(Natural-language object grounding data)
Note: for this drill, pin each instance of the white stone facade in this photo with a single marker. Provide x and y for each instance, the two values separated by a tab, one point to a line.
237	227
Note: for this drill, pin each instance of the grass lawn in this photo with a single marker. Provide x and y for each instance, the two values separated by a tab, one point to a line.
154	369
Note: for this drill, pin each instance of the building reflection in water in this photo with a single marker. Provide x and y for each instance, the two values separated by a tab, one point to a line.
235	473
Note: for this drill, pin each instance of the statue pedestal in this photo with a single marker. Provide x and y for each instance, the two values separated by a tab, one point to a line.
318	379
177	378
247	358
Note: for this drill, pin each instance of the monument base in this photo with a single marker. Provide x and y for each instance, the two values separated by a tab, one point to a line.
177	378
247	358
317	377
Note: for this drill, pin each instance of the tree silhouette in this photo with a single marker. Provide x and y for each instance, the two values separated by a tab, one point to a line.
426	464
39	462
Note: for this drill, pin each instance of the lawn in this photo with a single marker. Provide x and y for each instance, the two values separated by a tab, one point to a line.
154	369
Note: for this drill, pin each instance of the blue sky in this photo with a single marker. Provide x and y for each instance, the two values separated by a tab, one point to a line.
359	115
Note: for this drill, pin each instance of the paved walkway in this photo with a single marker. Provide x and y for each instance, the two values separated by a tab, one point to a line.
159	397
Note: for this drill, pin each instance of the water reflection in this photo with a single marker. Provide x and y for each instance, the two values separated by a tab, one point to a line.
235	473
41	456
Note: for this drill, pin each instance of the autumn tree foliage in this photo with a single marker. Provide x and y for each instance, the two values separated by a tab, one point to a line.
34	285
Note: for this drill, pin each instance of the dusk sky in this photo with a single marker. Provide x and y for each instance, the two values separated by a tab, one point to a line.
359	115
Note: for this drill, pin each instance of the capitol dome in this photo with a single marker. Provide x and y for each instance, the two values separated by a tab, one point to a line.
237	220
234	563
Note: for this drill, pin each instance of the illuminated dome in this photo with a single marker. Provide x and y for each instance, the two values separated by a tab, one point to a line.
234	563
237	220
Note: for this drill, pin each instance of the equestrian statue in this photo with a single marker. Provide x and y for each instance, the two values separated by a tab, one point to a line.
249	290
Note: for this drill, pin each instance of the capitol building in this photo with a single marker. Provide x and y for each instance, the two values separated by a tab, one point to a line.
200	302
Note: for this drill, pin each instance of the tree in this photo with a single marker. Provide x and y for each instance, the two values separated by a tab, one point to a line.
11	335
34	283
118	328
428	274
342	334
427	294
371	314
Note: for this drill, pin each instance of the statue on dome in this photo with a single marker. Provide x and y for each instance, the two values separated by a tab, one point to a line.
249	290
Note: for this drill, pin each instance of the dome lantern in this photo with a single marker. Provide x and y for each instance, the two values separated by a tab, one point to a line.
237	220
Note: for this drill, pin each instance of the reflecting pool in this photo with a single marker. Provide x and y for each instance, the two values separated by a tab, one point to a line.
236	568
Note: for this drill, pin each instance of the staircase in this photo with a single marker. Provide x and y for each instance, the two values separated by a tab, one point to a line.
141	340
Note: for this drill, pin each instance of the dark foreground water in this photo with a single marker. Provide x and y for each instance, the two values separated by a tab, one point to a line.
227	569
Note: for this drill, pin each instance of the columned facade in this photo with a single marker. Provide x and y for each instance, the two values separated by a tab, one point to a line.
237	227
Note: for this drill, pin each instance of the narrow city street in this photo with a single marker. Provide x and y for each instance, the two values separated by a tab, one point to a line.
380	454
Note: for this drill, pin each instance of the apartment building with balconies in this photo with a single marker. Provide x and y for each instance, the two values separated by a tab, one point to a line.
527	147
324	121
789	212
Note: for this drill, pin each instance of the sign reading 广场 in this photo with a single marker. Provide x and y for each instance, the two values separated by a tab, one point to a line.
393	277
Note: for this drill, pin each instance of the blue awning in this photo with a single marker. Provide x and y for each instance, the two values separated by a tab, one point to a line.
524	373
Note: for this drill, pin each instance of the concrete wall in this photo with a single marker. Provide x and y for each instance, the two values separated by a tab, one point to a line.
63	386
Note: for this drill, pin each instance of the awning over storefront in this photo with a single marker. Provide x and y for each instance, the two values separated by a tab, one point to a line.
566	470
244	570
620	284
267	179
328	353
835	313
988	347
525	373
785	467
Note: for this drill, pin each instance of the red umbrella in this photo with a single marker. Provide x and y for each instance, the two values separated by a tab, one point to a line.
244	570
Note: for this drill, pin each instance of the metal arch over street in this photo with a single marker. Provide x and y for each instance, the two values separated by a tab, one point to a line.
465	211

(Problem statement) Each entry should be reproduced in the output exactly.

(Written answer)
Note: for this drill, pin each instance of the white stone facade in this photo with a single marker. Provide x and y for each instance, the two values separated by a tab, one point to a line.
237	227
Note: for this drill, pin each instance of the grass lawn in this photo with a single marker. Provide x and y for each instance, the two values separated by a tab, one point to a line.
154	369
Note: for this drill, pin each instance of the building reflection in water in this photo with a single marker. Provide x and y for each instance, the two values separated by a tab, one point to a line.
235	473
Note: for this drill, pin each instance of the statue pedestal in this photo with a single marker. Provide x and y for each instance, the two values separated by a tab, one point to a line.
318	379
177	378
247	358
Note: for this drill, pin each instance of the monument base in this photo with a single marker. Provide x and y for each instance, the two values separated by a tab, one point to a line.
177	378
247	358
317	377
Note: for this drill, pin each instance of the tree silhouette in this photo with a single marker. Provide x and y for each instance, the two values separated by a tab, one point to a line.
426	464
39	462
Note: for this drill, pin each instance of the lawn in this photo with a single marker. Provide x and y for each instance, the two values separated by a tab, one point to a line.
154	369
Note: for this drill, pin each instance of the blue sky in this photo with a single marker. Provide x and y for each instance, the two values separated by a tab, one point to a line.
359	115
Note: for this drill, pin each instance of the paved walkway in this photo with a single marker. Provide x and y for each instance, the two values separated by a tab, one point to a line.
159	397
Note: for this drill, pin each instance of the water reflection in this photo with a single marker. Provide x and y for each instance, the two values separated by a tab, one point to a line.
235	473
41	456
Note: for this drill, pin each instance of the autumn tree foliage in this photo with a single marker. Provide x and y for each instance, the two values separated by a tab, one point to a line.
34	285
Note: for this drill, pin each instance of the dusk sky in this photo with a single marker. Provide x and y for each instance, the two values separated by a tab, one point to a line.
359	115
Note: for this drill, pin each instance of the capitol dome in this photo with a single marker. Provide x and y for each instance, the two values separated by a tab, one point to a line.
237	220
234	563
Note: for this drill, pin each instance of the illuminated dome in this photo with a single marker. Provide x and y for each instance, the two values separated by a tab, one point to a line.
234	563
237	220
Note: for this drill, pin each instance of the equestrian statue in this photo with a single marker. Provide x and y for each instance, the two values separated by a tab, one point to a line.
249	290
Note: for this drill, pin each instance of the capitol building in this photo with a single marker. Provide x and y for each instance, the two values separated by a tab, one point to a line.
200	302
Note: for this drill, pin each instance of the tree in this photo with a single marker. Provide x and y for each instance, the two values separated by a tab, one point to a line.
11	335
34	283
118	328
428	274
342	334
427	294
371	314
Note: for this drill, pin each instance of the statue on dome in this photo with a single marker. Provide x and y for each instance, the two values separated by a tab, one point to a line.
249	290
Note: for this drill, pin each instance of the dome lantern in this photo with a single marker. Provide x and y for each instance, the two values separated by a tab, one point to a line.
237	220
Note: for this drill, pin each instance of the reflecting pool in this photo with a single marker. Provide x and y for each instance, the two values separated by a tab, one point to a line.
236	568
Note: for this drill, pin each instance of the staircase in this photo with a single marker. Provide x and y for each instance, the two values separated by a tab, one point to a line.
141	340
Note: for this drill, pin each instance of the dark foreground water in this photo with a single marker. Provide x and y for each instance, the two values separated by a tab, one point to a line.
227	569
Note: for this drill, pin each instance of the columned facade in this photo with a single marker. Provide x and y for each instance, the two values separated by a tab, one point to a line.
237	227
Note: for this drill, pin each instance of the narrow city street in this photo with a single marker. Provide x and y for each instance, the two values separated by a tab, one point to a line.
380	454
Note: for this drill, pin each instance of the apartment building with balconies in this photo with a single marker. Provide x and y for each instance, the two values separated by a tab, one point to a line.
527	147
324	121
789	212
Note: for this drill, pin each instance of the sign reading 广场 in this photo with a single marker. Provide x and y for each instance, the two values separated by a tab, one point to a line.
393	277
Note: for this drill, pin each instance of the blue awning in this photo with a single marker. Provide x and y for each instance, the two values separated by a tab, one point to a line.
524	373
Note: for this drill, pin each instance of the concrete wall in this photo with a single marker. Provide x and y for each instance, the two values separated by a tab, one point to a line.
63	386
Note: for this drill, pin each instance of the awning over storefront in this photo with a single marker. Provide x and y for each instance, the two values separated by a tab, one point to a line.
566	470
244	570
620	284
267	179
328	353
835	313
988	347
525	373
785	467
Note: for this drill, pin each instance of the red umbrella in this photo with a single marker. Provide x and y for each instance, the two values separated by a tab, one point to a line.
244	570
Note: for this drill, pin each instance of the metal arch over street in this photo with a single marker. Provide x and y for each instance, the two values separated by a tab, one point to a line.
465	211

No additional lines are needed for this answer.